*EXERCISE A:* According to the appellate opinion, how many days was the defendant given to file written argument on his own behalf?
*EXERCISE B:* Copy everything in the appellate opinion from "Appeal from a" down to "in state prison.".

*DOCUMENT SEGMENT:*
California Court of Appeals, Fourth District, Third Division
Jan 11, 2011
No. G043014 (Cal. Ct. App. Jan. 11, 2011)

Opinion

NOT TO BE PUBLISHED

Appeal from a judgment of the Superior Court of Orange County No. 08CF1228, Richard F. Toohey, Judge.

David McNeil Morse, under appointment by the Court of Appeal, for Defendant and Appellant.

No appearance for Plaintiff and Respondent.


IKOLA, J.

An amended information charged defendant Israel Antonio Olarte with one count of aggravated sexual assault of a child (Pen. Code, §§ 269, subd. (a)(5), 289, subd. (a)(1); count 1) and one count of forcible lewd act on a child under 14 (§ 288, subd. (b)(1); count 2). The jury found defendant guilty of two counts of a lesser included offense, namely, lewd acts on a child under 14 (§ 288, subd. (a)). The court sentenced defendant to concurrent middle terms of six years in state prison.

All statutory references are to the Penal code.

We appointed counsel to represent defendant on appeal. Counsel filed a brief which set forth the facts of the case. Counsel did not argue against defendant, but advised the court he was unable to find an issue to argue on defendant’s behalf. Defendant was given 30 days to file written argument in his own behalf. That period has passed, and we have not received any communication from defendant. We have examined the record and have not found an arguable issue. (People v. Wende (1979) 25 Cal.3d 436.) Accordingly, we affirm the judgment.

FACTS

The victim, Y.P., was 11 years old on April 18, 2008. Defendant, a 35-year-old friend of Y.P.’s family, had lived in the same apartment as Y.P.’s family for about one year. According to Y.P.’s testimony, while she was at the sink in her kitchen getting a glass of water, defendant entered the kitchen, put a knife to her neck, and threatened to kill her mother, sisters, and brother if she told her mother. Defendant told Y.P. to pull her pants down, inserted his fingers in her vagina and moved them “back and front” and “inside and outside.” Defendant then put his hands inside Y.P.’s shirt and touched her “boobies” on her skin.

The incident was interrupted when Y.P.’s brother came into the kitchen. Y.P. was pulling her pants and zipper up when her brother walked in. The brother immediately reported his observation to Y.P.’s mother. Y.P. first denied anything had happened, but after awhile, she told her mother, and the police were called. Y.P. told the police what had happened, and that defendant had threatened to kill her and her family. But when asked specifically whether defendant had threatened her with any kind of object, Y.P. said “no.” Y.P. never told the police anything about defendant’s use of a knife.

Excerpts of labeled region data:
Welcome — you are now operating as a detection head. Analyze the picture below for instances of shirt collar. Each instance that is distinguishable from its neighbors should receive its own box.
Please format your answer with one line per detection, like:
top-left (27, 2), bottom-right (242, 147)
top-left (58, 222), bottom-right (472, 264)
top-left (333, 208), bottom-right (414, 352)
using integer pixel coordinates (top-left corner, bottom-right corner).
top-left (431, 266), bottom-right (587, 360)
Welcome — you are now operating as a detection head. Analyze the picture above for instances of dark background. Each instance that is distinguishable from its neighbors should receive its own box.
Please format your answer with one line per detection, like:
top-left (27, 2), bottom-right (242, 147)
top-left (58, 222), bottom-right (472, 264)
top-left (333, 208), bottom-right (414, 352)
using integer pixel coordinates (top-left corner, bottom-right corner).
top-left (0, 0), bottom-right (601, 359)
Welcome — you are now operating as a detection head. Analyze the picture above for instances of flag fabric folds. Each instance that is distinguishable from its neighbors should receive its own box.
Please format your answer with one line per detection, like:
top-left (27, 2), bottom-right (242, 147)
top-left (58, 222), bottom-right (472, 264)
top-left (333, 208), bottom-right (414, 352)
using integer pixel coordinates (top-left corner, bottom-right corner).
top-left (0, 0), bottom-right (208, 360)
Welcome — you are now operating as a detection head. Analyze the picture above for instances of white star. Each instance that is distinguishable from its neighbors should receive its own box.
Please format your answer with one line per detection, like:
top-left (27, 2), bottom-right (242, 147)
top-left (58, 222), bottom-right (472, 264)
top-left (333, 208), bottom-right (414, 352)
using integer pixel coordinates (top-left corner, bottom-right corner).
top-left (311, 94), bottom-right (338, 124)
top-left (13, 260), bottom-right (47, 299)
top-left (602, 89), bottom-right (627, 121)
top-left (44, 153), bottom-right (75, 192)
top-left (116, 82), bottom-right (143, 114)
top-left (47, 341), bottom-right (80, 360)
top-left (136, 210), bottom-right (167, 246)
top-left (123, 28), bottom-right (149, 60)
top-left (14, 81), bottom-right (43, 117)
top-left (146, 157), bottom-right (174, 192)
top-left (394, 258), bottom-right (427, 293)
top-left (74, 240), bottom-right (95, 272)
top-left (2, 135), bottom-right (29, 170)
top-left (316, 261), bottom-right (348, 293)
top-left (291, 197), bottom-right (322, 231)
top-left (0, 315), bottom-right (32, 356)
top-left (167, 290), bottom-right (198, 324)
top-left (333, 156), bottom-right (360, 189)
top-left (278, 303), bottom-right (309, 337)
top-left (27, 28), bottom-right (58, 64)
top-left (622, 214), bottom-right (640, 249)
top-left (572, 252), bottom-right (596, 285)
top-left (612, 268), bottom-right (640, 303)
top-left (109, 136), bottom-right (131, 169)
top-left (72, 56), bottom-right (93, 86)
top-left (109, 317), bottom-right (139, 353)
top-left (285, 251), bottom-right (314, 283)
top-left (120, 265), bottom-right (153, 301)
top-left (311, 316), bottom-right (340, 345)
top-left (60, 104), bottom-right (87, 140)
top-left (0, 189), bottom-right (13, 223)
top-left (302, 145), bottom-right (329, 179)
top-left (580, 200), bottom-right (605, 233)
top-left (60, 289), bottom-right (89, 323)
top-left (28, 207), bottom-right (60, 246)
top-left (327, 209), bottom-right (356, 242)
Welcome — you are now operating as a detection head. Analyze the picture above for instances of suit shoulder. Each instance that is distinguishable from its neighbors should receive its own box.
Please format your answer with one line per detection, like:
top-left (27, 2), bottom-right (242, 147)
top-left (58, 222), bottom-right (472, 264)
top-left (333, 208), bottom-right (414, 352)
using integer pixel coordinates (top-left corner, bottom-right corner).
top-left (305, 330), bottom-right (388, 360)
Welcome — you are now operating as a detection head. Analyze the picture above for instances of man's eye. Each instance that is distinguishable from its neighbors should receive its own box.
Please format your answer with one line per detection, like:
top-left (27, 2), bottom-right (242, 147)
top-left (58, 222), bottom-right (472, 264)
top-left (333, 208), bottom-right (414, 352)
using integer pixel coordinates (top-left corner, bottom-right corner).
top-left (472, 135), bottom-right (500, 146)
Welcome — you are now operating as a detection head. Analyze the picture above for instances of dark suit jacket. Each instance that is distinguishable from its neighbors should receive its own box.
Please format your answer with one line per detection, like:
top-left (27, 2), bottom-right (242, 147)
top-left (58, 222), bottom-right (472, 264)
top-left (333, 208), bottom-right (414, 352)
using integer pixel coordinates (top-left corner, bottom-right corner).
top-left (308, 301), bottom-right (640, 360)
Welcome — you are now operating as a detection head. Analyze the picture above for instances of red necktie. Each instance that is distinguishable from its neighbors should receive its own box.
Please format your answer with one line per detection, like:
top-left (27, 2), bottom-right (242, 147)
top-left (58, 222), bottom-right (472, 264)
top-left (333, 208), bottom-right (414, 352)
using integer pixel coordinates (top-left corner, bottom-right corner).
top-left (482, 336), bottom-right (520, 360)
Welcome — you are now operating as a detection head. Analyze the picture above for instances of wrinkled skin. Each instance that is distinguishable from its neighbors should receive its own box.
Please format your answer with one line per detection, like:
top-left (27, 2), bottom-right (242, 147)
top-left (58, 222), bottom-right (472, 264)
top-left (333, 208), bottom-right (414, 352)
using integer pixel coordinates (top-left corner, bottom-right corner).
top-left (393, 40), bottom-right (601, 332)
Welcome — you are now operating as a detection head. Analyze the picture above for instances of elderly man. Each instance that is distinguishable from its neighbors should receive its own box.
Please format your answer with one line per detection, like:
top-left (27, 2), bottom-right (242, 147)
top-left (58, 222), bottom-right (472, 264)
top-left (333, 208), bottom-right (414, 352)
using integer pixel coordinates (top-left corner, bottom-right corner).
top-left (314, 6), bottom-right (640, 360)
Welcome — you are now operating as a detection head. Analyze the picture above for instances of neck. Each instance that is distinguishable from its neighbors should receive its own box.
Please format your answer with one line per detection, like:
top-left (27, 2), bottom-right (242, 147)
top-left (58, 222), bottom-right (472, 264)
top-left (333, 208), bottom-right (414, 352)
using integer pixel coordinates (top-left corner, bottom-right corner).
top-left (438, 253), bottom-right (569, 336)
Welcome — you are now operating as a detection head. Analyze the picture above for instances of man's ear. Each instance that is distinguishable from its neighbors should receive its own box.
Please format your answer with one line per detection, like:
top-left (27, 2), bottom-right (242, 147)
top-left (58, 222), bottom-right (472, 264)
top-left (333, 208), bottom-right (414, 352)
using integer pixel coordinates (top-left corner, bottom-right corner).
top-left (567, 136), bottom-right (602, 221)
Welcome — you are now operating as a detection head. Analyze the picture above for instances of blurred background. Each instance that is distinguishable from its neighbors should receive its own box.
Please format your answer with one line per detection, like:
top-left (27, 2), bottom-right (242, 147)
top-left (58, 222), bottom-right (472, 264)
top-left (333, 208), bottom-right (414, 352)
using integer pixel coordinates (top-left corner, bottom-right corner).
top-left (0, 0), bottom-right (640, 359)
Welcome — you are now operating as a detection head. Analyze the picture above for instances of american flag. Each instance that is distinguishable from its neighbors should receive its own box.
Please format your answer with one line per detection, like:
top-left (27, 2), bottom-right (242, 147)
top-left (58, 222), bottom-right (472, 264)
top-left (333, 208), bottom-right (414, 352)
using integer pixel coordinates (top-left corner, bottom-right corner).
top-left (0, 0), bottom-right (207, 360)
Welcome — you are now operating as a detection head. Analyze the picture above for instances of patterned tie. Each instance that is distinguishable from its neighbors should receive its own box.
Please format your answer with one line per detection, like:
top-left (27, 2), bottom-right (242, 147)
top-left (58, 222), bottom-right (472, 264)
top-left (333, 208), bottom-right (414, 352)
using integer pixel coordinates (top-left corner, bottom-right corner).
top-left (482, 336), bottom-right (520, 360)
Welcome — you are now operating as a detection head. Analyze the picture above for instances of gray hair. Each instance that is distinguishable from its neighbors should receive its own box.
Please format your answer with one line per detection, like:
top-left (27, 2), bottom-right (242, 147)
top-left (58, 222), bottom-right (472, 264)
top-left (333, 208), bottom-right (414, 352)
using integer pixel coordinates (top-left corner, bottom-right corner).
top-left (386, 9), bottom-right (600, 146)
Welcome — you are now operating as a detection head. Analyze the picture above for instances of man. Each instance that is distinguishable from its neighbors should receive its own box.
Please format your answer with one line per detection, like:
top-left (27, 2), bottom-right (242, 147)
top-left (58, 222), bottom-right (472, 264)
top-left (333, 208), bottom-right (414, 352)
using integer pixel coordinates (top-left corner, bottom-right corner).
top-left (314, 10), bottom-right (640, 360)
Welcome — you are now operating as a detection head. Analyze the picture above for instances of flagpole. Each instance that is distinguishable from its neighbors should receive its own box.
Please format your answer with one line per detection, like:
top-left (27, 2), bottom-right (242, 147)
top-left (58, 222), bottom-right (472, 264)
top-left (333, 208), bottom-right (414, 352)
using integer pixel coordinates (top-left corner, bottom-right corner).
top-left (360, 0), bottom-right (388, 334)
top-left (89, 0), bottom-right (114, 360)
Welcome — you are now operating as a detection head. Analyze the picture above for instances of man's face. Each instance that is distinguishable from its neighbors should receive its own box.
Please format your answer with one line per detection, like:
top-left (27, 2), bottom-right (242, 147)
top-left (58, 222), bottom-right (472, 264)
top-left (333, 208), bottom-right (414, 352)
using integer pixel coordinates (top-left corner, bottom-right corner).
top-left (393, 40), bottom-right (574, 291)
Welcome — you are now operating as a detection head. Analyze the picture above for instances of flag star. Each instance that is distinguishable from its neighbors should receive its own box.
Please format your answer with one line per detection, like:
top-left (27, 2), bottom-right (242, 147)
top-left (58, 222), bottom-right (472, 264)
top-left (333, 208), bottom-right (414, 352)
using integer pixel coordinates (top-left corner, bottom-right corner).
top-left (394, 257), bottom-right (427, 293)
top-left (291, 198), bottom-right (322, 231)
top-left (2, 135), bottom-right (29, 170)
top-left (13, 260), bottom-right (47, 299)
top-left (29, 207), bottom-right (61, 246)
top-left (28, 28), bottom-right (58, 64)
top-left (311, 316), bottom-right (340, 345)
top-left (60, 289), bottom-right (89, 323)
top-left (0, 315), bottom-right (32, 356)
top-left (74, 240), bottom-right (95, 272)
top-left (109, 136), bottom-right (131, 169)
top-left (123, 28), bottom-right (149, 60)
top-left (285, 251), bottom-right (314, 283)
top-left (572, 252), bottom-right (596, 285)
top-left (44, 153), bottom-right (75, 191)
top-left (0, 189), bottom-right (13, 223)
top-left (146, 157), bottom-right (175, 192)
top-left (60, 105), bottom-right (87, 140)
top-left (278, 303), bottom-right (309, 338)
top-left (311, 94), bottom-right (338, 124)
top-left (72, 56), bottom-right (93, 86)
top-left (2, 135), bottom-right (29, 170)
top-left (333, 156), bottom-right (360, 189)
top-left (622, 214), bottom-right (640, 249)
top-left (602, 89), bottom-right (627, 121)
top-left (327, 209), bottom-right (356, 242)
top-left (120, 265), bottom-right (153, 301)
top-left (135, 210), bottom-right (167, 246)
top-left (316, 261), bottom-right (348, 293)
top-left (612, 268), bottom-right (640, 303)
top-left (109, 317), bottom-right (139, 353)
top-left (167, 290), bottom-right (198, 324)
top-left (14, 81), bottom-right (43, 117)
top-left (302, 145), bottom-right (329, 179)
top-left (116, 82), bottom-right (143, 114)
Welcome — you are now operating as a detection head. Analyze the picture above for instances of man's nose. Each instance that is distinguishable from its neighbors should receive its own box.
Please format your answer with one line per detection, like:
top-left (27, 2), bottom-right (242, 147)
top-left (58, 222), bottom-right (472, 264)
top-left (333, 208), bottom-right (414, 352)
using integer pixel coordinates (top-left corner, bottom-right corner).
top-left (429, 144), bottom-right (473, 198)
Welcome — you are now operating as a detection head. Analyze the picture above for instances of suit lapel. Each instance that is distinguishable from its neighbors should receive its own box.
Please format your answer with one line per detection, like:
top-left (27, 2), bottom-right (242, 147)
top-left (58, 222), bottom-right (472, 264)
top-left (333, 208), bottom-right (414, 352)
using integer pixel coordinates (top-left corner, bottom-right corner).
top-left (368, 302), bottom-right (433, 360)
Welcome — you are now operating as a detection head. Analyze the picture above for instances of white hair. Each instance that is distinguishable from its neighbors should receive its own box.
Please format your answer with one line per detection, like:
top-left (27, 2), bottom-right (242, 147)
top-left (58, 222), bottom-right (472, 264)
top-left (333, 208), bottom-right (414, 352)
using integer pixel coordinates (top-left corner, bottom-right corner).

*RESPONSE A:* 30 days

*RESPONSE B:*
Appeal from a judgment of the Superior Court of Orange County No. 08CF1228, Richard F. Toohey, Judge.

David McNeil Morse, under appointment by the Court of Appeal, for Defendant and Appellant.

No appearance for Plaintiff and Respondent.


IKOLA, J.

An amended information charged defendant Israel Antonio Olarte with one count of aggravated sexual assault of a child (Pen. Code, §§ 269, subd. (a)(5), 289, subd. (a)(1); count 1) and one count of forcible lewd act on a child under 14 (§ 288, subd. (b)(1); count 2). The jury found defendant guilty of two counts of a lesser included offense, namely, lewd acts on a child under 14 (§ 288, subd. (a)). The court sentenced defendant to concurrent middle terms of six years in state prison.